それとネックはラサまでの移動手段だが・・・

自分で切符売り場に並んでも「入境許可証」が無いと売ってくれないという可能性がある。

私が中国語堪能ならまだしも・・・「ウォーアイニー」以外は何も知らない・・・これでは外見が似ていても騙し通すにはほんの少しだけ無理があるし、それに一事をこのCITSに任せることとなった今、列車のチケットもエヌの提案する手数料は一番安い硬座(要するに座席です)のチケットの143元に対して300元と劇高だったが、この際だから万事お任せにすることとした・・・

そうして一日目が過ぎていった・・・





2nd day in Tibet(2007.07.10)



約束通り、朝行こうとしたら、寝過ごして1400時過ぎにCITSへ、午前中に来るといわれている書類はまだ届いていない所が中々に「中国的」だと思うが、1700時以降に再度来るように言われる・・・

1700時に訪ねると許可証はまだ届かず、後で私のホテルに届けると言われる・・・

このあたりのいい加減さは前に旅行したアフリカを髣髴させる・・・

そういえば、アフリカの出鱈目さを受け入れるのに何度「ティー・アイ・エー(This is Africa)」と唱えて呪った事か・・・中国は開発の途上で見てくれが良い分・・・こういったいい加減な所を見せられるとやっぱりここも「ティー・アイ・シー(This is China)」かと愚痴りたくもなる。

作業内容:
本文のうち「それとネックはラサまでの移動手段だが・・・」から「day in Tibet(2007.07.10)」に至るまでの部分を、一字一句違えずに書き写してください。 以下の行は、この作業には一切関係しません。

提供データ:
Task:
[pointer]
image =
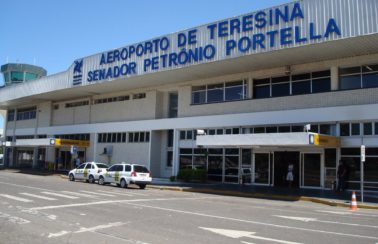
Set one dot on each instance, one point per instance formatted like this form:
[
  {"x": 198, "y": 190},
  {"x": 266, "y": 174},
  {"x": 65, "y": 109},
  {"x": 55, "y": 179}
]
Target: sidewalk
[{"x": 340, "y": 199}]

記述解答:
それとネックはラサまでの移動手段だが・・・

自分で切符売り場に並んでも「入境許可証」が無いと売ってくれないという可能性がある。

私が中国語堪能ならまだしも・・・「ウォーアイニー」以外は何も知らない・・・これでは外見が似ていても騙し通すにはほんの少しだけ無理があるし、それに一事をこのCITSに任せることとなった今、列車のチケットもエヌの提案する手数料は一番安い硬座(要するに座席です)のチケットの143元に対して300元と劇高だったが、この際だから万事お任せにすることとした・・・

そうして一日目が過ぎていった・・・





2nd day in Tibet(2007.07.10)